**EXTRAIT SOURCE:**

Dans une instruction (BOI 7 S-4-10 du 4 janvier 2010), l’administration avait commenté le traitement fiscal, au regard de l’impôt de solidarité sur la fortune, des contrats d’assurance-vie diversifiés :
BOI 7 S-4-10, 4 janvier 2010
Compte tenu des hésitations qui se sont manifestées sur le traitement au regard de l’impôt de solidarité sur la fortune (ISF) des contrats d’assurance vie diversifiés comportant une clause d’indisponibilité temporaire, l’administration a apporté les précisions suivantes:
L’article R. 142-8 du code des assurances dispose que les contrats d’assurance vie peuvent stipuler qu’ils ne comportent pas de possibilité de rachat durant une période qui ne peut excéder dix ans, sous réserve des événements mentionnés aux troisième à cinquième alinéas de l’article L. 132-23 du même code.
Ainsi que le prévoit l’article R. 142-8 précité du code des assurances, l’insertion d’une telle clause constitue une simple faculté. Cette impossibilité de rachat se traduit en outre par une indisponibilité qui n’est que temporaire. A l’issue de la période d’indisponibilité, les sommes sont de nouveau disponibles.
Une clause de non-rachat temporaire ne remet pas en cause l’existence d’une créance dans le patrimoine du souscripteur, y compris durant la période d’indisponibilité.

**EXERCICES:**
**a.** D'après l'extrait sur l'ISF, qu'est-ce qui a amené l'administration à apporter des précisions ? Répondez en une à trois phrases.
**b.** Recopiez le passage de l'extrait sur l'ISF compris entre « Ainsi que le » et « de nouveau disponibles. », ces deux bornes incluses.

**DONNÉES:**
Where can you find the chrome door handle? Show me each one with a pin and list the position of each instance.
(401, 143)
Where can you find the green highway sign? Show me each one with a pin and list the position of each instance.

**CORRIGÉS:**
**a.** L'administration a apporté ces précisions en raison des hésitations apparues sur le traitement, au regard de l'impôt de solidarité sur la fortune, des contrats d'assurance vie diversifiés comportant une clause d'indisponibilité temporaire.

**b.**
Ainsi que le prévoit l’article R. 142-8 précité du code des assurances, l’insertion d’une telle clause constitue une simple faculté. Cette impossibilité de rachat se traduit en outre par une indisponibilité qui n’est que temporaire. A l’issue de la période d’indisponibilité, les sommes sont de nouveau disponibles.